Jan 24, 2024 1 min read

Publishers hit back at Anthropic's claim that AI copyright cases should be filed in "its Silicon Valley backyard"

The group of music publishers behind a copyright infringement lawsuit against AI firm Anthropic have hit back at its claim that Tennessee is the wrong US state for pursuing the litigation. They point out that Anthropic has both employees and customers in the state

Publishers hit back at Anthropic's claim that AI copyright cases should be filed in "its Silicon Valley backyard"

Universal Music Publishing, Concord and ABKCO have responded to AI company Anthropic's attempt to have a copyright lawsuit they filed against it dismissed on jurisdiction grounds. Their lawsuit was filed in Tennessee, but Anthropic reckons any legal battle should be fought in its home state of California. "Anthropic claims that it is subject to jurisdiction only in its Silicon Valley backyard”, the publishers note in a new legal filing, “that is plainly wrong". 

They argue that Anthropic hires employees and signs up customers in Tennessee; specifically trains its chatbot Claude to ensure it knows about shopping options, tourist spots and dancing opportunities in the state; and even has Claude regurgitate copyright protected lyrics to Tennessean users.

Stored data
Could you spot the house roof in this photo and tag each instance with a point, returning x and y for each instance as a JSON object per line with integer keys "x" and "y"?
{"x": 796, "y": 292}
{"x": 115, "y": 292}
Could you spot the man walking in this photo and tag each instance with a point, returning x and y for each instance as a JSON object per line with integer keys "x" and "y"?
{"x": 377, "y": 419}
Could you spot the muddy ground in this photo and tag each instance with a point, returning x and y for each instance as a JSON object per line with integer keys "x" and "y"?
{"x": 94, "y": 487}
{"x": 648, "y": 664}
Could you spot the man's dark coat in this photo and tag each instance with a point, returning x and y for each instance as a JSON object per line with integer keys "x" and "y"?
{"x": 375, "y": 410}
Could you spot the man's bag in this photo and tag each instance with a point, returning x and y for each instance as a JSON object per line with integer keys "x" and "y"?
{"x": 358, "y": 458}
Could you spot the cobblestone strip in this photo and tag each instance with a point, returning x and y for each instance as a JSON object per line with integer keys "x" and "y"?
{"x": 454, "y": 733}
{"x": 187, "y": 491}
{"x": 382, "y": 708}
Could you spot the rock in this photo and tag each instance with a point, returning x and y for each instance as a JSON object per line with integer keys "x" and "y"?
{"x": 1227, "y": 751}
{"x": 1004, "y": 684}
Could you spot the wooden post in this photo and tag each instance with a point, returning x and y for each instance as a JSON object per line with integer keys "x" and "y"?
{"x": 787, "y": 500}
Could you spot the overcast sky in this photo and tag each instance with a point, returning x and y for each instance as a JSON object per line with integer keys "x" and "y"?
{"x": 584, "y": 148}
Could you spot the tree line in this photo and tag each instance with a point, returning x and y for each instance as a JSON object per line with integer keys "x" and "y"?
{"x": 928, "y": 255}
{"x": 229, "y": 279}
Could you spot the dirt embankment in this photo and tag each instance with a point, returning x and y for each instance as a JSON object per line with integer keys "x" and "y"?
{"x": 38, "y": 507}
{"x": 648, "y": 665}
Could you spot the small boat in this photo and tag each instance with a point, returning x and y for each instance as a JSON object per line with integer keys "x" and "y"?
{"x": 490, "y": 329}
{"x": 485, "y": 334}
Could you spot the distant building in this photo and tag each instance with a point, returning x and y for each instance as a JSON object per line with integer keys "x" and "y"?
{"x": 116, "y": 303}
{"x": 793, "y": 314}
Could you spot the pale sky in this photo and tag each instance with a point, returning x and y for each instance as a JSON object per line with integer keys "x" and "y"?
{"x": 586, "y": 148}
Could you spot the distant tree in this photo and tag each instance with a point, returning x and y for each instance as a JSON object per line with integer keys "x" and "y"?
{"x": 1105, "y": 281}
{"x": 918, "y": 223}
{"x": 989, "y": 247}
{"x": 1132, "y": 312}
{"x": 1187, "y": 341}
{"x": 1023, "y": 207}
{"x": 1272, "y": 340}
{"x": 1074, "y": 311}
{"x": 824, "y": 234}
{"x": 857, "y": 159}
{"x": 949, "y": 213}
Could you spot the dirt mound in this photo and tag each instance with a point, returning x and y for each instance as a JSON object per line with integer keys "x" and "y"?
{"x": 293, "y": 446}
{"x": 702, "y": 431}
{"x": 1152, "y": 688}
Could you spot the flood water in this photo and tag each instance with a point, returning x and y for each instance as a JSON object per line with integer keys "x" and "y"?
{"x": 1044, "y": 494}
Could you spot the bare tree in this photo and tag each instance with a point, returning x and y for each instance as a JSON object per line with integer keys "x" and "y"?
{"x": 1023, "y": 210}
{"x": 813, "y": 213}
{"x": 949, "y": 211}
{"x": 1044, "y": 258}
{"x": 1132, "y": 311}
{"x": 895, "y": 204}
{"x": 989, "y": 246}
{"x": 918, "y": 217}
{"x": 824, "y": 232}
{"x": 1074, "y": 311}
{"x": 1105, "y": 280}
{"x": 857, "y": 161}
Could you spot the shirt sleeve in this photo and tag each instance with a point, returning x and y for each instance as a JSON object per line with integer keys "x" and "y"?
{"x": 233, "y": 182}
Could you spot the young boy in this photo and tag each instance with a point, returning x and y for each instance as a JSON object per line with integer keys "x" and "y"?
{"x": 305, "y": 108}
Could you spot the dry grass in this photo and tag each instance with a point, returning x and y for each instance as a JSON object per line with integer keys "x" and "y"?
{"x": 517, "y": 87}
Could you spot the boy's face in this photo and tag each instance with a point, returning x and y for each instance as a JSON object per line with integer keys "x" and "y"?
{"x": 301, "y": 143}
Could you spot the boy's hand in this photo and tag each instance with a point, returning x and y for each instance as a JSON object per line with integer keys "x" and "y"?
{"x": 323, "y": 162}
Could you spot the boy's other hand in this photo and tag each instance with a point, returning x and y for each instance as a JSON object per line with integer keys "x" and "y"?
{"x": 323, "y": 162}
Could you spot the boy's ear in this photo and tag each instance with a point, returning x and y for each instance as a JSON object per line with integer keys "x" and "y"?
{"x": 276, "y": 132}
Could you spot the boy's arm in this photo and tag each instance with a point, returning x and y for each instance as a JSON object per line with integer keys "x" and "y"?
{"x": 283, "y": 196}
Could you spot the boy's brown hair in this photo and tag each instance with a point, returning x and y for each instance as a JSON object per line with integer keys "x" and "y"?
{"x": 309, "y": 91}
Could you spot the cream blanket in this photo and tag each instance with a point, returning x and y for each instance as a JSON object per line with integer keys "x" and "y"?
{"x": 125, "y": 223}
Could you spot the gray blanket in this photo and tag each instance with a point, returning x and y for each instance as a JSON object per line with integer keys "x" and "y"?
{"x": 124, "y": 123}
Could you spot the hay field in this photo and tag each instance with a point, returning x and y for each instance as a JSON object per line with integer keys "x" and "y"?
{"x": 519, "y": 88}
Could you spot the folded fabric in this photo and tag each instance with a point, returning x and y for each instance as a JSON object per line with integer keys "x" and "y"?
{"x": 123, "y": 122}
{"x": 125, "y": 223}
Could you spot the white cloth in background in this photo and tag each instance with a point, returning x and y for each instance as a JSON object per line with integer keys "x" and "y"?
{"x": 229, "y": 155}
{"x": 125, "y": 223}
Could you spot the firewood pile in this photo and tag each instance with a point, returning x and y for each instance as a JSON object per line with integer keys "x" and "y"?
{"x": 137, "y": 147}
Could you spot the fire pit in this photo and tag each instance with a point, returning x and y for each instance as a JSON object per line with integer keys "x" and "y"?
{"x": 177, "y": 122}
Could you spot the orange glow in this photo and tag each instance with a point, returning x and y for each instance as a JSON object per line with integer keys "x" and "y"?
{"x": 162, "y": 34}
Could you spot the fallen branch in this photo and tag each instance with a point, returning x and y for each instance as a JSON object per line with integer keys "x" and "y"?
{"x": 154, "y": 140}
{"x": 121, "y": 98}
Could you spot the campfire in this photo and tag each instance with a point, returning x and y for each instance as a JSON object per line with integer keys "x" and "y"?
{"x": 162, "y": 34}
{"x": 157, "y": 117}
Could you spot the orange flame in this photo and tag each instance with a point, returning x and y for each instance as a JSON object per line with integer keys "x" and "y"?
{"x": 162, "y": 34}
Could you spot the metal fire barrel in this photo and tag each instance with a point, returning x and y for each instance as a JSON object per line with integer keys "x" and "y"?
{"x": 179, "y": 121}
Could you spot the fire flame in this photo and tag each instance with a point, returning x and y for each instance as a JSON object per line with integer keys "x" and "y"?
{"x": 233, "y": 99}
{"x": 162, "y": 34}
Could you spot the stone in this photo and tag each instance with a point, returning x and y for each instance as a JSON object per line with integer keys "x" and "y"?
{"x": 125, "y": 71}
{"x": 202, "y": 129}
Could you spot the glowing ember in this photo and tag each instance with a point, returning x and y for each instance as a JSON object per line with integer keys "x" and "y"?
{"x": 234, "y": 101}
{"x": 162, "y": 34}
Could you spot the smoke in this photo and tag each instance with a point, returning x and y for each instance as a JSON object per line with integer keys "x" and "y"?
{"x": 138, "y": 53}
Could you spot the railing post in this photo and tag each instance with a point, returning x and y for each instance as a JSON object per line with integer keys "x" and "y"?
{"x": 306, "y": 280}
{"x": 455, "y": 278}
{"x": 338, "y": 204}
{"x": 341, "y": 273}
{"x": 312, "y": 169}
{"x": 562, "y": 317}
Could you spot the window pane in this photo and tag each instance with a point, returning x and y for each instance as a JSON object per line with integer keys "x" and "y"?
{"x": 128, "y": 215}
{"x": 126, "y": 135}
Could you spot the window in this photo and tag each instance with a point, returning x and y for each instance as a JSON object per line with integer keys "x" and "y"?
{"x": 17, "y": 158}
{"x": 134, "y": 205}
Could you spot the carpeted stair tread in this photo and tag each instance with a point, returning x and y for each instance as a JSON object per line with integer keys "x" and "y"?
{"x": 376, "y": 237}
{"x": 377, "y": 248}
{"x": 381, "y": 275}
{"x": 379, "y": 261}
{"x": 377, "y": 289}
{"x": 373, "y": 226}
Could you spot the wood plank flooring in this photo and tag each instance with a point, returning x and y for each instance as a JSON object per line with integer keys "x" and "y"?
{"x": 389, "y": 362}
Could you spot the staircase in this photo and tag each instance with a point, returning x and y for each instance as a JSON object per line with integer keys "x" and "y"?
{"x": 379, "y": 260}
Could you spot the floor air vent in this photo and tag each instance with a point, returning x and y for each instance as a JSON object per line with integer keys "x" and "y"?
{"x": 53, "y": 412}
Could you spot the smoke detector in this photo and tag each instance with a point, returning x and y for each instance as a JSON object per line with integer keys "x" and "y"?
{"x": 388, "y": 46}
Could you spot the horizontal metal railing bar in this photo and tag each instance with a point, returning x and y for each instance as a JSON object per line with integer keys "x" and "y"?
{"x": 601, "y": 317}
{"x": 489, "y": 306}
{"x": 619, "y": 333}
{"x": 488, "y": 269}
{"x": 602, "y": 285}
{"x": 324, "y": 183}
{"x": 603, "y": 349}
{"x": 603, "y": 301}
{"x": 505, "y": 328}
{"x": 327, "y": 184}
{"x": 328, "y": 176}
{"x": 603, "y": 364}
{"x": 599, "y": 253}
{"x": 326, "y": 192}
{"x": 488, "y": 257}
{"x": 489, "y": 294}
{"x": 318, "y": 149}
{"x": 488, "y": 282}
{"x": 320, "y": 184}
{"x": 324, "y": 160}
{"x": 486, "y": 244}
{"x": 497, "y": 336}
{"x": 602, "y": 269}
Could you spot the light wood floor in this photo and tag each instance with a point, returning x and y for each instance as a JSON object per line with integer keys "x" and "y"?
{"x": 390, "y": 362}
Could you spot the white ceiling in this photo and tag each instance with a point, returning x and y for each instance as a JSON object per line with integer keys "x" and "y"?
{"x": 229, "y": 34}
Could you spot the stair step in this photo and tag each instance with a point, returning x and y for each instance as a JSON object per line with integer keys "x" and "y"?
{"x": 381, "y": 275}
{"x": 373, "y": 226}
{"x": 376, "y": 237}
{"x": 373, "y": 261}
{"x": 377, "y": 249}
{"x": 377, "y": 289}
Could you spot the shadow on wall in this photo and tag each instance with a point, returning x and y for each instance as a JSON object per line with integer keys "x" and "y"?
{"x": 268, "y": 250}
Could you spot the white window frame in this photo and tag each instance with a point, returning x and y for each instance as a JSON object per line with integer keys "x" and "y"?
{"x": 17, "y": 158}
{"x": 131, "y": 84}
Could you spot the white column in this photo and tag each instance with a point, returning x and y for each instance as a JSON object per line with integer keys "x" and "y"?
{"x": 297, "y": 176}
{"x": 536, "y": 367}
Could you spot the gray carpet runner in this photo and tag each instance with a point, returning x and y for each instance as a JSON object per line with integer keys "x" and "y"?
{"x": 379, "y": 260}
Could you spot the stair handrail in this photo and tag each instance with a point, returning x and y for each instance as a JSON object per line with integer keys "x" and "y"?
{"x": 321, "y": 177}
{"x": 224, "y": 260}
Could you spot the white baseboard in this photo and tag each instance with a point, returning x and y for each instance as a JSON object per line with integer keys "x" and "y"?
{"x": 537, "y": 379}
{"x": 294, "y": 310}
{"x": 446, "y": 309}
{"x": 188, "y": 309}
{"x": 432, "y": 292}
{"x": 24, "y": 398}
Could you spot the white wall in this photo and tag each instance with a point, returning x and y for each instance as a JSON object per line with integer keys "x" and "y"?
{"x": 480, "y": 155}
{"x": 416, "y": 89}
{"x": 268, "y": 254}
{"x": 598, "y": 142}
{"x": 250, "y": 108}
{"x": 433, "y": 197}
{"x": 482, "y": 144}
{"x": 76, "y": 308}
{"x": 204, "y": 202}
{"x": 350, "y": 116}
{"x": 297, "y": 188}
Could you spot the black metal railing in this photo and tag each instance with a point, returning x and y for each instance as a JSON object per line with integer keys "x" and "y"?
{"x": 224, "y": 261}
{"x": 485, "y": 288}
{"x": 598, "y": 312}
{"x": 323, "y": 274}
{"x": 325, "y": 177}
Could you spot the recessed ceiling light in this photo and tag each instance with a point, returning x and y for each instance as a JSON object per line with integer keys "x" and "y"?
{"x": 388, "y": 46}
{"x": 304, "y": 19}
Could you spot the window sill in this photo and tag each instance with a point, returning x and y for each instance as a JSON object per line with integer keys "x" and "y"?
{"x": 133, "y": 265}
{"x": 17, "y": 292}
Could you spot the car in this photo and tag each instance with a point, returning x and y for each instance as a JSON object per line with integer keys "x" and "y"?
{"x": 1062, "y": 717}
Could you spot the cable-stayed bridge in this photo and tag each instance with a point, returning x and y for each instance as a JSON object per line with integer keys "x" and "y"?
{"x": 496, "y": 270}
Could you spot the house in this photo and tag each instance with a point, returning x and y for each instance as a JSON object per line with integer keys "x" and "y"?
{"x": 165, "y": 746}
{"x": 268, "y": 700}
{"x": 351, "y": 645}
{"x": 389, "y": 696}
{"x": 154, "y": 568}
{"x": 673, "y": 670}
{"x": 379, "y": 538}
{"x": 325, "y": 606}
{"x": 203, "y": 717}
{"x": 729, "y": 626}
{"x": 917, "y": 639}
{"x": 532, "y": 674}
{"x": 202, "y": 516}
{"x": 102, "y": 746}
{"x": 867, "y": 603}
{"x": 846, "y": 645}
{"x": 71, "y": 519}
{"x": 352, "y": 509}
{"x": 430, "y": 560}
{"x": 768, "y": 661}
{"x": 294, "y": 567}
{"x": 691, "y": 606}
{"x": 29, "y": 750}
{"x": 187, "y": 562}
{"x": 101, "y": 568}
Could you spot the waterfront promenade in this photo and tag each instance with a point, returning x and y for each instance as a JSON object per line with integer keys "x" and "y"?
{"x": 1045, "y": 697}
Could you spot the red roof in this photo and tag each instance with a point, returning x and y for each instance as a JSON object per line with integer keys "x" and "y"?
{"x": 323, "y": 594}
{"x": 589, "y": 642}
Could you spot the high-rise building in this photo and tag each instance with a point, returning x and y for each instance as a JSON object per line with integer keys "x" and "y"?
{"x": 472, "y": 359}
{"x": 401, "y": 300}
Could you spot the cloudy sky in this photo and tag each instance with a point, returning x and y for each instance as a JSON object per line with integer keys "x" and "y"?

**PROBLEM STATEMENT**
Continue the news article about the music publishers' response to Anthropic's jurisdiction claim, starting from where it stops.

**ANSWER SPACE**
Anthropic is accused of infringing the copyright in the publishers’ lyrics. First, by using them to train AI chatbot Claude without getting permission. And secondly, by having Claude spit out their lyrics in response to simple prompts. Anthropic argues that AI training is fair use, meaning no permission is required, and insists it has put safeguards in place to stop the publishers' lyrics appearing in messages generated by Claude. 

However, in its initial response to the publishers' lawsuit last November, the AI firm didn't dwell too much on copyright matters, instead arguing that Tennessee was the wrong jurisdiction for the litigation. The court, it said, should dismiss the lawsuit on that basis. Or transfer the case to California, where most of the other lawsuits testing the copyright obligations of AI companies have been filed. 

Having set out all of their objections to that request, the publishers new legal filing concludes “we respectfully request that the court deny Anthropic’s motion in full".